═════ Texto proporcionado ═════

Un tiranosaurio en América latina

Crónica de la visita de Rex Tillerson, la cara "amable" encargada de diseñar la paradójica, insólita y peligrosa versión Trump de la doctrina Monroe.

El secretario de Estado norteamericano, Rex Tillerson, funciona como una suerte de contracara amable de Donald Trump, su jefe. Una cara diplomática con un discurso menos confrontativo, según demostró con Corea del Norte y en discusiones sensibles con sus socios europeos. A más de un año del cambio de color político en la Casa Blanca y tras mucha expectativa, amenazas y pronósticos cruzados, América latina en su conjunto conoció esta semana a la versión amable del nuevo gobierno de Estados Unidos y su mensaje fue inequívoco: una defensa de la doctrina Monroe –la que sostiene que América es para los americanos, es decir, los estadounidenses– sin ofrecer nada a cambio.

 

“América latina no necesita nuevos poderes imperiales que sólo buscan beneficiar a su propia gente”, anunció Tillerson el jueves pasado en la Universidad de Texas, en la ciudad de Austin. El jefe de la diplomacia estadounidense comenzó su primera gira por la región allí, en el estado de Texas. Según la página web del Departamento de Estado, en ese primer día de la gira presentó los lineamientos de la política del país hacia América latina y el Caribe, que demostraron estar adaptados a la nueva doctrina de Defensa que identifica a China y Rusia como los principales rivales del status quo global que defiende Washington.

 

“Hoy China se está afianzando en América latina. Utiliza el arte de gobernar desde lo económico para llevar la región a su órbita. La pregunta es: ¿a qué precio? China es ahora el principal socio comercial de Chile, Argentina, Brasil y Perú. (…) El modelo chino de desarrollo liderado por el Estado recuerda al pasado. No tiene que ser el futuro del hemisferio”, afirmó Tillerson en su discurso y luego apuntó contra su otro declarado rival estratégico: “La creciente presencia de Rusia en la región también es alarmante porque continúa vendiendo armas y equipamiento militar a regímenes que no son amigos y no comparten o respetan los valores democráticos. (…) Estados Unidos representa un contraste evidente. El enfoque de Estados Unidos está basado en objetivos que ayudan a ambos lados a crecer, desarrollarse y ser más prósperos, y lo hace respetando el derecho internacional y priorizando los intereses de nuestros socios y protegiendo nuestros valores”.

═════

Instrucciones:
[1] ¿Concuerda con la crónica sobre la visita de Tillerson cada una de estas afirmaciones? Responde sí o no y cita textualmente las palabras de la crónica que lo deciden. (a) Tillerson inició su primera gira por la región en el estado de Texas. (b) Según Tillerson, China es el principal socio comercial de México. (c) Tillerson habló en la Universidad de Texas el lunes pasado.
[2] Según la crónica sobre la visita de Tillerson, ¿qué países identifica la nueva doctrina de Defensa como los principales rivales del status quo global que defiende Washington?
[3] Transcribe sin cambios el fragmento de la crónica sobre la visita de Tillerson que empieza con las palabras que incluyen "Un tiranosaurio en" y termina con "nada a cambio.".
Las líneas no intervienen en nada de esto.

═════ Datos suministrados ═════

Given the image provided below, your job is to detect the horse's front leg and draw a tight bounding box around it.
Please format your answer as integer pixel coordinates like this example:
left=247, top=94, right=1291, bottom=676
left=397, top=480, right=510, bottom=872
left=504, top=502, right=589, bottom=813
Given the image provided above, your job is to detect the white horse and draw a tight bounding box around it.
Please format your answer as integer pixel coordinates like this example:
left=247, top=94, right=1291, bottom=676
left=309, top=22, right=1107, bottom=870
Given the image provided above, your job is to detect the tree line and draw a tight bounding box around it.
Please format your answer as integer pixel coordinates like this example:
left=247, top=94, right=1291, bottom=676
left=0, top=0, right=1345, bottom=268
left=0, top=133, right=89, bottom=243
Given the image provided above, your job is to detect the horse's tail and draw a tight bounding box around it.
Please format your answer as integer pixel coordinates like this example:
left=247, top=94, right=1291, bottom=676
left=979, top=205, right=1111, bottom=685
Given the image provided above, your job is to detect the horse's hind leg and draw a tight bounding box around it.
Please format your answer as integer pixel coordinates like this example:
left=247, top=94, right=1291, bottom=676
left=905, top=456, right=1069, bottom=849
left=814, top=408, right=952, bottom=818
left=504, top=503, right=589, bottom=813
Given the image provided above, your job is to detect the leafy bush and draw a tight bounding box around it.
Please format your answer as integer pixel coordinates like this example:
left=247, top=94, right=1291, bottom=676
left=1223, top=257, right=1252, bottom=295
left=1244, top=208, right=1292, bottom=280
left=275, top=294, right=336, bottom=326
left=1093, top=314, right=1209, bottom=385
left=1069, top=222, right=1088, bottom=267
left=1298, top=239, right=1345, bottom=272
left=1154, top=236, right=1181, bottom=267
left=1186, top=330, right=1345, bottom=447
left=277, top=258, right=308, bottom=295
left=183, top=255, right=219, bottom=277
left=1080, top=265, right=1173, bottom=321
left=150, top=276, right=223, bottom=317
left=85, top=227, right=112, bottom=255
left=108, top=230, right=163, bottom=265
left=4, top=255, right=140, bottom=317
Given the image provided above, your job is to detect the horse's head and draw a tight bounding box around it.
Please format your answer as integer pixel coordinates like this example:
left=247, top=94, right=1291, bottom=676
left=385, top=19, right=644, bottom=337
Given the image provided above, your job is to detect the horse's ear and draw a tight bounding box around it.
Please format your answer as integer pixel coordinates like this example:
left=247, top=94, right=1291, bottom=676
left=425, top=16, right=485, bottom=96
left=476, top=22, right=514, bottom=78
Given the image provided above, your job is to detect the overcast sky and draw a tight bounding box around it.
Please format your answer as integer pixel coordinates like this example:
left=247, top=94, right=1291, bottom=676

═════

Respuestas por tarea:
[1]
(a) Sí: "El jefe de la diplomacia estadounidense comenzó su primera gira por la región allí, en el estado de Texas."
(b) No: "China es ahora el principal socio comercial de Chile, Argentina, Brasil y Perú."
(c) No: "anunció Tillerson el jueves pasado en la Universidad de Texas"

[2] China y Rusia.

[3]
Un tiranosaurio en América latina

Crónica de la visita de Rex Tillerson, la cara "amable" encargada de diseñar la paradójica, insólita y peligrosa versión Trump de la doctrina Monroe.

El secretario de Estado norteamericano, Rex Tillerson, funciona como una suerte de contracara amable de Donald Trump, su jefe. Una cara diplomática con un discurso menos confrontativo, según demostró con Corea del Norte y en discusiones sensibles con sus socios europeos. A más de un año del cambio de color político en la Casa Blanca y tras mucha expectativa, amenazas y pronósticos cruzados, América latina en su conjunto conoció esta semana a la versión amable del nuevo gobierno de Estados Unidos y su mensaje fue inequívoco: una defensa de la doctrina Monroe –la que sostiene que América es para los americanos, es decir, los estadounidenses– sin ofrecer nada a cambio.